◆ **PAGINA**
■ ■ ■ ■ ■ ■ ■

De vrouw, die Goethe's vrouw schoffeerde
(voor Bettina von Armin (1785 -1859))
Jij bent geboren als Elisabeth Catharina Ludovica Magdalena Brentano op 4 april 1785 in Frankfurt am Main, in een rijke koopmansfamilie. De grote, Italiaanse Brentano familie behoort tot de Lombardische adel. De Brentano's handelden vooral in oosterse en Italiaanse wijnen, specerijen en citrusvruchten. De stamvader was Magnifico Ser Stefano de Brentano di Tremezzo. De voorouder Martino Brentano had zijn kantoor in het Huis Antwerpen aan de Neue Kräme en Antonie Brentano aan het Nürnberger Hof in Frankfurt am Main, wat tot 1848 bestond. Jouw oma Marie Sophie Gutermann von Gutershofen was een Duitse schrijfster. Zij was verloofd met de dichter/schrijver/neef Christoph Martin Wieland, maar zij trouwde met Georg Michael Anton Frank Maria von La Roche, met wie zij 8 kinderen kreeg, waarvan er 5 de kindertijd overleefden. Zij was de hofdame van haar schoonvader in Schloss Warthausen, waar zij Christoph Wieland weer ontmoette. Christoph trouwde in 1765 met Anna Dorothea von Hillenbrand, met wie hij 14 kinderen kreeg. Jouw oma debuteerde in 1771 met de roman 'Geschichte des Fräuleins von Sternheim', gepubliceerd door Wieland. Zij had een literaire salon in Koblenz, waar Goethe ook kwam, en Wilhelm Heinse, de filosoof Friedrich Heinrich Jacobi en zijn broer, de dichter Johann Georg Jacobi. Deze broers verzorgden het tijdschrift 'Iris', waar Goethe, Heinse, Jakob Michael Reinhold Lenz en jouw oma in publiceerden.

■ ■ ■ ■ ■ ■ ■

◆ **GEGEVEN INFORMATIE**

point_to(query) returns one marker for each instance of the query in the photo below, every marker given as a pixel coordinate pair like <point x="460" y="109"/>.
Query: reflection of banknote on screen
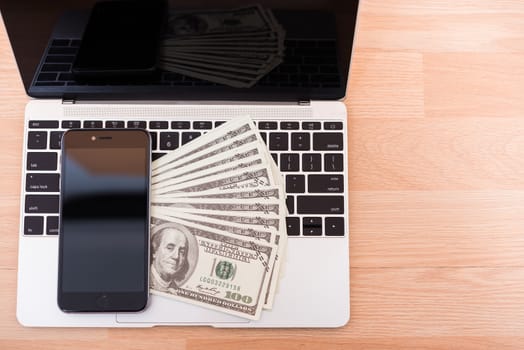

■ ■ ■ ■ ■ ■ ■

◆ **WAT WORDT GEVRAAGD**
1. Beantwoord met behulp van de tekst over de familie Brentano:
(a) Waarin handelden de Brentano's vooral?
(b) Met welke roman debuteerde de oma, en in welk jaar?
(c) Hoe heette het tijdschrift dat de broers Jacobi verzorgden?
2. Schrijf de tekst over de familie Brentano verder, te beginnen na de laatste zin.

◆ **ANTWOORDEN**
1.
(a) In oosterse en Italiaanse wijnen, specerijen en citrusvruchten.
(b) Met 'Geschichte des Fräuleins von Sternheim', in 1771.
(c) 'Iris'.

2.
De schrijver Jakob Lenz was de zoon van de piëtistische dominee Christian David Lenz en hij was verliefd op de domineesdochter Friederike Elisabeth Brion, maar zij niet op hem. Zij had een korte, heftige liefdesrelatie met Goethe. Aangespoord door die dekselse Goethe werd Jakob Duitsland uitgezet. Goethe verbrak alle contacten met hem, omdat hij vond, dat hij een 'krankzinnige' was. Jakob leed aan paranoïde schizofrenie en hij overleed op 4 juni 1792 in een straat in Moskou. Hij werd 41 jaar. Jouw vader was Peter Anton Brentano en jouw moeder was Maximiliane von La Roche. Jouw broer Clemens Wenzeslaus Brentano was dichter/schrijver van de Duitse Romantiek. Hij is geboren op 9 september 1778 in Ehrenbreitstein. Hij was bevriend met de dichter/schrijver Carl Joachim Friedrich Ludwig von Arnim, geboren op 26 januari 1781 in Berlijn en een afstammeling van de Brandenburgse Uradel. Op 29 oktober 1803 trouwde Clemens met de schrijfster Sophie Friederike Schubart, geboren op 27 maart 1770 in Altenburg. Zij was eerder getrouwd met Karl Mereau, met wie zij Gustav en Hulda kreeg. Zij had minnaars (ook Clemens) en na Gustav's overlijden scheidde zij van Karl. Haar debuutroman uit 1803 is 'Amanda en Eduard'. Zij redigeerde 3 literaire bladen en zij publiceerde gedichten. Jij correspondeerde op jonge leeftijd met Goethe.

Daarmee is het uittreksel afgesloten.